Written instruction 1 |
In the notebook code below, translate the sentence "Print timestamp every 30 minutes to keep session active" into Spanish.

Given passage |
In [None]:
# Keep session alive
import time
from datetime import datetime

def keep_alive():
    """Print timestamp every 30 minutes to keep session active"""
    while True:
        time.sleep(1800)  # 30 minutes
        print(f"Keep-alive: {datetime.now().strftime('%H:%M:%S')}")

# Start keep-alive in background
import threading
thread = threading.Thread(target=keep_alive, daemon=True)
thread.start()
print("Keep-alive started!")

## Step 1: Install Dependencies

In [None]:
%%capture
!pip uninstall -y diffusers bitsandbytes
!pip install -q torch==2.1.2
!pip install -q transformers==4.37.2
!pip install -q datasets==2.16.1
!pip install -q accelerate==0.27.0
!pip install -q peft==0.9.0
!pip install -q trl==0.8.1

print("Packages installed!")

## Step 2: Import Libraries

In [None]:
import torch
import json
import os
import gc
from pathlib import Path
from datetime import datetime

from datasets import Dataset
from transformers import (
    AutoModelForCausalLM,
    AutoTokenizer,
    TrainingArguments,
    DataCollatorForLanguageModeling,
)
from peft import (
    LoraConfig,
    get_peft_model,
    PeftModel,
)
from trl import SFTTrainer

print(f"PyTorch: {torch.__version__}")
print(f"CUDA: {torch.cuda.is_available()}")
if torch.cuda.is_available():
    print(f" GPU: {torch.cuda.get_device_name(0)}")
    print(f"VRAM: {torch.cuda.get_device_properties(0).total_memory / 1024**3:.1f} GB")

## Step 3: Configuration

In [None]:
print("Configuration\n")

# Paths
TRAIN_DATA_PATH = "/kaggle/input/freud-2-0/freud_training_data/train.json"
VAL_DATA_PATH = "/kaggle/input/freud-2-0/freud_training_data/validation.json"
OUTPUT_DIR = "./freud_phi2_finetuned"
HF_MODEL_NAME = "Dalton-Khatri/freud-phi2"

# Model
BASE_MODEL = "microsoft/phi-2"

# Training (optimized for P100 + FP32)
NUM_EPOCHS = 3
BATCH_SIZE = 1  # Small due to FP32
GRADIENT_ACCUMULATION_STEPS = 8
LEARNING_RATE = 2e-4
WARMUP_RATIO = 0.03
MAX_SEQ_LENGTH = 512

# LoRA
LORA_R = 8
LORA_ALPHA = 16
LORA_DROPOUT = 0.05

# Checkpointing
LOGGING_STEPS = 50
SAVE_STEPS = 500

print(f"Config loaded")

Available data |
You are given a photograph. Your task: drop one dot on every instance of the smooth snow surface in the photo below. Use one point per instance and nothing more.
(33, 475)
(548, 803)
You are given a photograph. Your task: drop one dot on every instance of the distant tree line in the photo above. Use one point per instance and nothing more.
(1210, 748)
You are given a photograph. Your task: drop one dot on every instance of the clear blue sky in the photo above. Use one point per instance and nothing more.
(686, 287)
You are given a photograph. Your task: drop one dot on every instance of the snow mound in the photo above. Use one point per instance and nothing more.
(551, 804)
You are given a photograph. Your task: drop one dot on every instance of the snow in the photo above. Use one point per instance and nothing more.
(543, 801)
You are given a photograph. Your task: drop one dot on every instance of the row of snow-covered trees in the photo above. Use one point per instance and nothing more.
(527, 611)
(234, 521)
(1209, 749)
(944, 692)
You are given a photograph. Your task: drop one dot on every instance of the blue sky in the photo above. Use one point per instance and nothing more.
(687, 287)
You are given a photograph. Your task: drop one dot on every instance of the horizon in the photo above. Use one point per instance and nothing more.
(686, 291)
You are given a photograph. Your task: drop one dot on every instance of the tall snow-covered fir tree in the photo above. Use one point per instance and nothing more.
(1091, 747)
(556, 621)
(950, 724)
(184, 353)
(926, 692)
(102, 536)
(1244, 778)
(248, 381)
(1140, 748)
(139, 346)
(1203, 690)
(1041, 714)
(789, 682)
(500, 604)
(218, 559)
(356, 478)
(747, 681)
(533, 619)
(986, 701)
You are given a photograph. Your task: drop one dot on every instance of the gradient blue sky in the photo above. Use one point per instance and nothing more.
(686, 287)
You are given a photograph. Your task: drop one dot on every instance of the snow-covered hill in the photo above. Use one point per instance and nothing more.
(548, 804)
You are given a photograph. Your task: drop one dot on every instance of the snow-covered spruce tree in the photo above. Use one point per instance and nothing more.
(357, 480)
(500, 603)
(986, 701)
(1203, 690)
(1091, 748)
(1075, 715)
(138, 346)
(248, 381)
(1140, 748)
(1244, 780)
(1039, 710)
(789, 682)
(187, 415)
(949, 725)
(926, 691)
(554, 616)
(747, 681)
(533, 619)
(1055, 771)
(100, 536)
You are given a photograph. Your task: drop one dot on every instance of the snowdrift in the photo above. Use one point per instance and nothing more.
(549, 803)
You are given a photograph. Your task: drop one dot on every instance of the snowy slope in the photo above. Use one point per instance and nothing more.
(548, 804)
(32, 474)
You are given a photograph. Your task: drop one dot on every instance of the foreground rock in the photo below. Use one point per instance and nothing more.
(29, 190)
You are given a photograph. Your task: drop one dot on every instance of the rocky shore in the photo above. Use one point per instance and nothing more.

Written instruction 2 |
Work out how many lines of the entries above contain the word "blue", with case counting, and give only that number.

Right answer 1 |
Imprime la marca de tiempo cada 30 minutos para mantener activa la sesión.

Right answer 2 |
3